Tasks to carry out |
(1) In the text on buying and selling used hardware, what do many people who refuse to buy used see a warranty as carrying?
(2) Resume the text on buying and selling used hardware, starting after its final sentence.

Text segment |
* Begin *
I am a buyer that can wait, and eventually I'll get paired off with a seller who can't and we'll arrive at a fair price for a working product that is equitable between the two of us and no one else.

That's the thing with a true marketplace, every transaction is exactly as fair as the buyer and seller want it to be. The best transactions are always the ones where both the seller and the buyer think they got one over on the other, or at least got what they wanted out of the sale.

And yet it usually doesn't. The bathtub curve/cradle to grave is better metric IMO. Even better, with crypto behind us, it should no longer be accelerated for GPUs produced after.
- I know, that's why I am so willing to buy used. But there are a LOT of people that will not buy used and will pay new prices because that warranty carries an implicit monetary value to them. What an intangible like a warranty is worth to people varies from buyer to buyer and seller to seller. I would be a bad buyer if I didn't openly communicate what a loss of warranty and features, plus wear and tear are worth to me. If that doesn't line up with a seller's perception of value then that's life. If they have a number in mind and why, they can communicate that to me as well and see where I land.

I am mostly being devil's advocate. As I price my stuff using about the same criteria you use when making offers. I am not a greedy person/Ferengi. I usually sell my stuff at prices where there is enough meat left on the bones for resell at a profit.
* End *
Image outline annotation entries
* Begin *
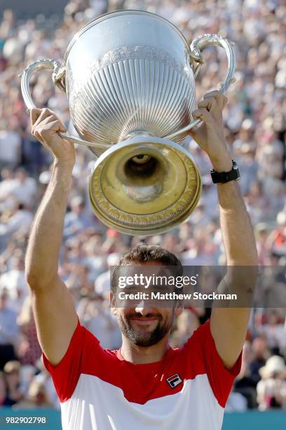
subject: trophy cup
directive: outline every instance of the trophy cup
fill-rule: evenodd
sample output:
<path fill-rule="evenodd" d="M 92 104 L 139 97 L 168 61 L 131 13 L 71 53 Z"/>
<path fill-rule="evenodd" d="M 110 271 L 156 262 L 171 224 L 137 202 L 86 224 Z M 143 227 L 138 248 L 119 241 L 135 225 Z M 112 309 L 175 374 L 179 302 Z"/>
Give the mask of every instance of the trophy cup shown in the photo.
<path fill-rule="evenodd" d="M 66 92 L 79 137 L 97 157 L 89 180 L 94 211 L 123 233 L 154 235 L 185 220 L 197 205 L 201 178 L 182 143 L 200 120 L 195 78 L 208 45 L 223 47 L 228 70 L 220 91 L 234 80 L 232 44 L 216 34 L 191 46 L 167 20 L 142 11 L 120 11 L 91 21 L 74 37 L 63 64 L 40 60 L 22 74 L 22 93 L 35 107 L 31 74 L 53 69 Z"/>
* End *
Expected outputs |
(1) An implicit monetary value.

(2)
- Understood and this discussion isn't intended to be a value judgement of you as a seller. You know the worth of your products, and you shop for the right buyer. Same in inverse.

I hope you find your altruistic seller. You are missing out by shopping Ebay. For sale/trade forums are where the consistently best deals are found. 1000s of reputable Heatware traders that do not misrepresent what they sell.
- I hope I don't find an altruistic seller. I'm not looking for anyone's charity. I'm looking for someone who values their time like money and is happy to sell a product at an agreeable price for the guarantee of a sale quickly. Someone who wants to move their merch quick and accepts that there is a cost associated with selling quick vs the time it would take to get market or above market pricing for their product.

I'm always open to a negotiation and if someone came back at my "lowball" with something I'm willing to accept then that's fine by me.